**RECORDS TO USE:**
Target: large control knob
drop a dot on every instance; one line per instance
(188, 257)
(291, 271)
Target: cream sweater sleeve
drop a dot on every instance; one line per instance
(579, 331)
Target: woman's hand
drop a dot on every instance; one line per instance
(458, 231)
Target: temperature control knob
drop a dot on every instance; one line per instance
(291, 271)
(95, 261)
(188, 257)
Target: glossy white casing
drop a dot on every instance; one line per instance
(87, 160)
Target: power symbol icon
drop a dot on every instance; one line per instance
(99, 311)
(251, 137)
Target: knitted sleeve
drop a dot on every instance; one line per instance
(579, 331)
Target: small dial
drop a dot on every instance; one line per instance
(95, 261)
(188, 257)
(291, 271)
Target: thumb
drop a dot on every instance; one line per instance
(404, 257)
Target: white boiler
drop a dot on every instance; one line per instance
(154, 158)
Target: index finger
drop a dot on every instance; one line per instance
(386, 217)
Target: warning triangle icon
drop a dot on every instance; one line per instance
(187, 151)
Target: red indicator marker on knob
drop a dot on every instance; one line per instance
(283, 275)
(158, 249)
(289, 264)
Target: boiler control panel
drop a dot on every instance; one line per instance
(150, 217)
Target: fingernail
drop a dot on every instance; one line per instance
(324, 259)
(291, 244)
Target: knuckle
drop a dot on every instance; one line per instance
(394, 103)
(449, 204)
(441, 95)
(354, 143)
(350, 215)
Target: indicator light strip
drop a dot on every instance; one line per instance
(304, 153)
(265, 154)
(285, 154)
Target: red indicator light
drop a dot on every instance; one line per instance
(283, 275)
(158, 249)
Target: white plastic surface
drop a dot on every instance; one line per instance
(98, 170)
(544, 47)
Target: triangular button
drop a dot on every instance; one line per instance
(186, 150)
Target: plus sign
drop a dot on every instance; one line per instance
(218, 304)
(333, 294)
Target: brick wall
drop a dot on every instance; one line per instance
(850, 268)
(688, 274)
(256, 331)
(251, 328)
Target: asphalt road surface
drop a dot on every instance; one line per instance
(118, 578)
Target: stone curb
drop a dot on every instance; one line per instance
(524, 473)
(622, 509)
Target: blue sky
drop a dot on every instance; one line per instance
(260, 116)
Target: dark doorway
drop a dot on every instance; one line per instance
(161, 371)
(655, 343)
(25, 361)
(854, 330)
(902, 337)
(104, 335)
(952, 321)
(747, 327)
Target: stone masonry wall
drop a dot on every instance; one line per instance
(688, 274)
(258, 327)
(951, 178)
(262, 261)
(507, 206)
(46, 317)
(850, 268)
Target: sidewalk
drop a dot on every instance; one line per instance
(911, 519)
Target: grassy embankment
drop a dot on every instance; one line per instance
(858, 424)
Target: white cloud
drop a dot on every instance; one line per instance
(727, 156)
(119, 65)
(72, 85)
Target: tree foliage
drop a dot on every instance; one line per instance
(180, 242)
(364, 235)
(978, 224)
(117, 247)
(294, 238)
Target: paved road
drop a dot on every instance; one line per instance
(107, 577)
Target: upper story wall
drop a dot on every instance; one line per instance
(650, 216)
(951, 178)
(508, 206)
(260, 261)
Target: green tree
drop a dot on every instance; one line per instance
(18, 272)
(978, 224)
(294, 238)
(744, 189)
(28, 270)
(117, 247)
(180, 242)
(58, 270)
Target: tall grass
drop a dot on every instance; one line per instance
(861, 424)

**STATED GOAL:**
Output an exact copy of each record.

**OUTPUT BELOW:**
Target: large control knob
drop a dot on every instance; one line per instance
(188, 257)
(291, 271)
Target: cream sweater sleeve
drop a dot on every instance; one line per instance
(579, 331)
Target: woman's hand
drop a dot on every instance; one line per instance
(458, 231)
Target: temperature control knob
drop a dot on every instance; one line per instance
(291, 271)
(95, 261)
(188, 257)
Target: glossy white casing
drop a dot on every instance; one line per instance
(87, 160)
Target: power symbol icon
drop a dot on every instance; one line per instance
(99, 311)
(251, 137)
Target: knitted sleeve
drop a dot on every instance; one line per instance
(579, 331)
Target: small dial
drop a dot on every instance; one line per instance
(95, 261)
(188, 257)
(291, 271)
Target: thumb
drop a dot on every instance; one line per instance
(404, 257)
Target: white boiler
drop a dot on every instance; one line per instance
(154, 158)
Target: index finger
drop a dot on every instance; one line per instance
(386, 217)
Target: warning triangle icon
drop a dot on every instance; one line per instance
(187, 151)
Target: red indicator marker on knob
drop a dot on every instance; one line per instance
(283, 275)
(158, 249)
(289, 264)
Target: boiler control panel
drop a dot on every instance; one line per instance
(150, 217)
Target: fingernail
drop a dot on every instance; one line per instance
(324, 259)
(291, 244)
Target: knuckle
drop a dot on every instance; one line per instance
(394, 103)
(449, 204)
(441, 95)
(354, 143)
(350, 215)
Target: indicator light strip
drop a dot on every instance; one line per instance
(304, 153)
(265, 154)
(285, 154)
Target: red indicator light
drop a dot on every instance; one line per instance
(283, 275)
(158, 249)
Target: white plastic surface
drop a dot on every instance; one line per instance
(98, 170)
(544, 47)
Target: triangular button
drop a dot on every instance; one line per instance
(186, 150)
Target: plus sign
drop a dot on every instance; one line per instance
(218, 304)
(333, 294)
Target: brick wall
drop a dot on every instance; one line per instance
(850, 268)
(688, 274)
(256, 331)
(251, 328)
Target: asphalt road surface
drop a dot on every instance; one line per instance
(118, 578)
Target: stone curb
drop a dot on every instance; one line per instance
(524, 473)
(622, 509)
Target: blue sky
drop a dot on every instance; one line per instance
(260, 116)
Target: dark doorway
drop a dot on every instance; one line per instance
(161, 371)
(655, 343)
(25, 361)
(854, 330)
(902, 337)
(104, 335)
(952, 321)
(747, 327)
Target: stone masonry wall
drop a dot on every instance; one line per instance
(688, 274)
(258, 327)
(951, 178)
(262, 261)
(507, 206)
(46, 317)
(850, 268)
Target: sidewalk
drop a dot on every instance; one line per instance
(911, 519)
Target: grassy embankment
drop a dot on every instance; one line per instance
(858, 424)
Target: white cloud
drop a dot on every instance; one line per instance
(727, 156)
(119, 65)
(72, 85)
Target: tree foliage
drop a dot on every instance; one line per instance
(180, 242)
(364, 235)
(978, 224)
(117, 247)
(294, 238)
Target: paved road
drop a dot on every instance; one line per instance
(107, 577)
Target: upper story wall
drop a dot on every instance; one line per instance
(650, 216)
(951, 178)
(508, 206)
(260, 261)
Target: green tree
drop a dot on every instance; one line per instance
(18, 272)
(978, 224)
(294, 238)
(744, 189)
(28, 270)
(117, 247)
(180, 242)
(58, 270)
Target: tall grass
drop a dot on every instance; one line per instance
(861, 424)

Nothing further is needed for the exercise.